-- START --

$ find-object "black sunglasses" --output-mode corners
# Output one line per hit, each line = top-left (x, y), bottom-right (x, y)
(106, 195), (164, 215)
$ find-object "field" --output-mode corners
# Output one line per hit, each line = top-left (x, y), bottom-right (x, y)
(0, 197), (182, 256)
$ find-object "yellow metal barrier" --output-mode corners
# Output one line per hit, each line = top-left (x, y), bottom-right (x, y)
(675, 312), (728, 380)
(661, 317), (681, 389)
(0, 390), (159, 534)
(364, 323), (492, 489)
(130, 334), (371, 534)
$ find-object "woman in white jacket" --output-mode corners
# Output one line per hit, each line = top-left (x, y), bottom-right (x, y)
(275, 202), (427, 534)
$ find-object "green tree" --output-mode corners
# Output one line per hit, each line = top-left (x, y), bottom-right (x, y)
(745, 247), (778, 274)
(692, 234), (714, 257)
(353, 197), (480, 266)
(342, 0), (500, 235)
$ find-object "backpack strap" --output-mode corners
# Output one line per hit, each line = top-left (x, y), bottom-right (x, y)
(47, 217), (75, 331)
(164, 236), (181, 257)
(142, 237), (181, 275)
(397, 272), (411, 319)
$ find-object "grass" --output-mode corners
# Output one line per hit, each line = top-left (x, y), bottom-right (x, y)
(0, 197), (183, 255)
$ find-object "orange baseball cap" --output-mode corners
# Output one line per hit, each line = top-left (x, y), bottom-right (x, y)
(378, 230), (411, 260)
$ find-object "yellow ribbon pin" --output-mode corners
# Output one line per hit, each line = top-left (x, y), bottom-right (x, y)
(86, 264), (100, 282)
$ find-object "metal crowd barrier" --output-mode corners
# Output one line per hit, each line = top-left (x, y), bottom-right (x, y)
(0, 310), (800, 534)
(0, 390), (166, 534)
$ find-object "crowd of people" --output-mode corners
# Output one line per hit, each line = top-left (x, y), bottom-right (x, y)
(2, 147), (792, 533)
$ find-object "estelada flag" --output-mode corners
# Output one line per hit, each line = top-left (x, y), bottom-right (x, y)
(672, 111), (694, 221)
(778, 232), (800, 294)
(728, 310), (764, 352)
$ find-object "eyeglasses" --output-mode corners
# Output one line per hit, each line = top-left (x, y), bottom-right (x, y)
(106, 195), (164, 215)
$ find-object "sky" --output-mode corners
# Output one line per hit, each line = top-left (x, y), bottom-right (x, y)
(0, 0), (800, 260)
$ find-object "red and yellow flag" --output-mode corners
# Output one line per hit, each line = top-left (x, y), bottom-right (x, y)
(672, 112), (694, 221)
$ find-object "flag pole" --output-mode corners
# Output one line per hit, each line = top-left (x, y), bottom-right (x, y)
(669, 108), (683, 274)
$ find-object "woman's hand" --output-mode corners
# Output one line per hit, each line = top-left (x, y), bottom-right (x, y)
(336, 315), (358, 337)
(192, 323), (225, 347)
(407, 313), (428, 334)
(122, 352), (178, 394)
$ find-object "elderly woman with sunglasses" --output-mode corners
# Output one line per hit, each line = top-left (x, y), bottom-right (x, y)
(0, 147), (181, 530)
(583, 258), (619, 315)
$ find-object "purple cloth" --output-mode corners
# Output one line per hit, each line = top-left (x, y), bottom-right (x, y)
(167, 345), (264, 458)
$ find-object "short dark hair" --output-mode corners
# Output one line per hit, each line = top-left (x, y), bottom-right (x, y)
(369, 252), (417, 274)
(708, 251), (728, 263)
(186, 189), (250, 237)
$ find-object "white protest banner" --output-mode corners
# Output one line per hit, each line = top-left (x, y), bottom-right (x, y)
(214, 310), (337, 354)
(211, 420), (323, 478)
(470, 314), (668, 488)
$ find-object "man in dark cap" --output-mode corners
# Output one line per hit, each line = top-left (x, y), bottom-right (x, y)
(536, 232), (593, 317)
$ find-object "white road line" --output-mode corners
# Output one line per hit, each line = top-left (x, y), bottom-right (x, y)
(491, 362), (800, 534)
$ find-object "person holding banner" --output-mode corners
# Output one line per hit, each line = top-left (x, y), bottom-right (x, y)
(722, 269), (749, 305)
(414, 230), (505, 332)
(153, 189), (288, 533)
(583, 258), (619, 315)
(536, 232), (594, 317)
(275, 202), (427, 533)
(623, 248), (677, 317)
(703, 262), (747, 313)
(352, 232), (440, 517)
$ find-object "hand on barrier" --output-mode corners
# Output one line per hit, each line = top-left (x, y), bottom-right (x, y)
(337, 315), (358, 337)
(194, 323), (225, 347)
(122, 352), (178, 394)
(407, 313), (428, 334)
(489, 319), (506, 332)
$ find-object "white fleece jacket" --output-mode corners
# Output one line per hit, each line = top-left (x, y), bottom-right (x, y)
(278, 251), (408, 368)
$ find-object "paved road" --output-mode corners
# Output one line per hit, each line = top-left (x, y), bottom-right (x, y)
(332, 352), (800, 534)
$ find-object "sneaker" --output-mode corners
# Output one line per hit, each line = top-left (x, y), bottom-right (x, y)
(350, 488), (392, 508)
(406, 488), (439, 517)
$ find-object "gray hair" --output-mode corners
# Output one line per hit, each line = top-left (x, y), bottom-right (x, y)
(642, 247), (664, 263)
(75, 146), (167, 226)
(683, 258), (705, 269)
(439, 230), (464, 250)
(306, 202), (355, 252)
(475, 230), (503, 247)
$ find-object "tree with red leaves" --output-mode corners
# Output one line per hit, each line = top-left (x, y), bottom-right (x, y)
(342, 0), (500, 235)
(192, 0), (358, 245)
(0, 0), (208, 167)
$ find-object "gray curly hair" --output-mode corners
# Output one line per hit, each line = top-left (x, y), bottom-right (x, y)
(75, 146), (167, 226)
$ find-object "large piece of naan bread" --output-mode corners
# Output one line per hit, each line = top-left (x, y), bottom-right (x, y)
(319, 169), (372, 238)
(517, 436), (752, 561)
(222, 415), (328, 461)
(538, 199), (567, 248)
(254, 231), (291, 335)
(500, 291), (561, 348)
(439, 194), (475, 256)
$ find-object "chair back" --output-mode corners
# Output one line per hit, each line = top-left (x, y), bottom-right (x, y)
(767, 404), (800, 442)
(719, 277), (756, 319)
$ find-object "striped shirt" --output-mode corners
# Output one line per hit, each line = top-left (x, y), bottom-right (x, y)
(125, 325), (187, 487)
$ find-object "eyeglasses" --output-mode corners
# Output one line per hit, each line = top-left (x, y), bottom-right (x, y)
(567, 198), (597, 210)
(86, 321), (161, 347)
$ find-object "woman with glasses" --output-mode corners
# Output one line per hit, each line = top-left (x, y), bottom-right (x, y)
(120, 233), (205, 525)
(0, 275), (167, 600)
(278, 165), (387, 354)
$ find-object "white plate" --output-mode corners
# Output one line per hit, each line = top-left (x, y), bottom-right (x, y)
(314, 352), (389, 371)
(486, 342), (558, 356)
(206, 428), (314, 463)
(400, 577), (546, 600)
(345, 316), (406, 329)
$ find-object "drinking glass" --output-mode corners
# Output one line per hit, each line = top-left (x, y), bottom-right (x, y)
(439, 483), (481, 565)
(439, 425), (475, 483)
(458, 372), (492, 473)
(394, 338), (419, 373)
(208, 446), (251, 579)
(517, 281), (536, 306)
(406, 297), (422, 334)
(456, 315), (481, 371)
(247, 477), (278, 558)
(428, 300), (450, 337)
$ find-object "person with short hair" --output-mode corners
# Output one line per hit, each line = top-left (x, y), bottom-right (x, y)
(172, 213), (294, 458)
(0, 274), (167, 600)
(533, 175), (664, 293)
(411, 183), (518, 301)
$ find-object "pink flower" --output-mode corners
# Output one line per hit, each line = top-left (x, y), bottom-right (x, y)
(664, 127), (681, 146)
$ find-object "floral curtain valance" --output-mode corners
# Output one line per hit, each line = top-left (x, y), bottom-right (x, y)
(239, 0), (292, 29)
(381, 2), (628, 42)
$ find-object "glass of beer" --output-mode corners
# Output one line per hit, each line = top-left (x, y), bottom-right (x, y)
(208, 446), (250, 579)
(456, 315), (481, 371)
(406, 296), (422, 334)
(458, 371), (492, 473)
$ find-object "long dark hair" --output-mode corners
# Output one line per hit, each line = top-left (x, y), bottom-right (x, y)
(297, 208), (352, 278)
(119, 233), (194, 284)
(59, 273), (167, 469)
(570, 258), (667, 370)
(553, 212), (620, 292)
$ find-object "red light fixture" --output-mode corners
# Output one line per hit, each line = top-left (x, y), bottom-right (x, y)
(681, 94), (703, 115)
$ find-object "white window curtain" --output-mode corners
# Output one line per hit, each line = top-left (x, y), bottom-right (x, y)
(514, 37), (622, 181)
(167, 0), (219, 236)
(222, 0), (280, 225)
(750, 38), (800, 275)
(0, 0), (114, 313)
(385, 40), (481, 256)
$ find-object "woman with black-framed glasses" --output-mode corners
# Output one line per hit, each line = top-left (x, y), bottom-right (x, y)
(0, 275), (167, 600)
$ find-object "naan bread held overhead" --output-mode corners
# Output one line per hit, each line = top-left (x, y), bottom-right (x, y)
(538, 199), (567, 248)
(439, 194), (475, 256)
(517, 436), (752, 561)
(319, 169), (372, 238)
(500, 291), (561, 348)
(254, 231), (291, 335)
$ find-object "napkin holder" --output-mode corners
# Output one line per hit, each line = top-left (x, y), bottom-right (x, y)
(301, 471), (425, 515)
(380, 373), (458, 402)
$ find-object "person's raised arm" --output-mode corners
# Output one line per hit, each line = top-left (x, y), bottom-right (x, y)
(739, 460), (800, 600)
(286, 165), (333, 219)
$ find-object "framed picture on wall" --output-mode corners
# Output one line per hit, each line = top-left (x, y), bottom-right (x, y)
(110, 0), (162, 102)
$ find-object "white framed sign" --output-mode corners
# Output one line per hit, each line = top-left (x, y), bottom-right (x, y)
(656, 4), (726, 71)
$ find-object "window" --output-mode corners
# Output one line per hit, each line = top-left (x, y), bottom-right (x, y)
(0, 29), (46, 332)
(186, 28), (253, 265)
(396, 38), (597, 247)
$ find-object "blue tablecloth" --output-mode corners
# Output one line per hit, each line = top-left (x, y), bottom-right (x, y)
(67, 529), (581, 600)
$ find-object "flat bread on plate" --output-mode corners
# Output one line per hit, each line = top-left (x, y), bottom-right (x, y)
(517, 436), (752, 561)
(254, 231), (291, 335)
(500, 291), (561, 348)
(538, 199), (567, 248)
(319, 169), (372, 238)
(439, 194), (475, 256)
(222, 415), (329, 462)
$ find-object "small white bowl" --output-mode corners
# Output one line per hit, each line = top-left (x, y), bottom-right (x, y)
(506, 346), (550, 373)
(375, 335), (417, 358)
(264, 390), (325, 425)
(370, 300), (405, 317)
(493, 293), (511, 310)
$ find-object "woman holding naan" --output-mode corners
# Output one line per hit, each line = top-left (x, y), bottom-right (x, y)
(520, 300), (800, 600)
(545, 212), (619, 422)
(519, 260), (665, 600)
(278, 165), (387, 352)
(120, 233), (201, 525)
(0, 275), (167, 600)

-- END --

* What you should do:
Gather every line of the listing above that contains the word "plate".

* Solution to this exercise:
$ find-object "white plate" --output-mode corners
$ find-object "flat bread on plate" --output-mode corners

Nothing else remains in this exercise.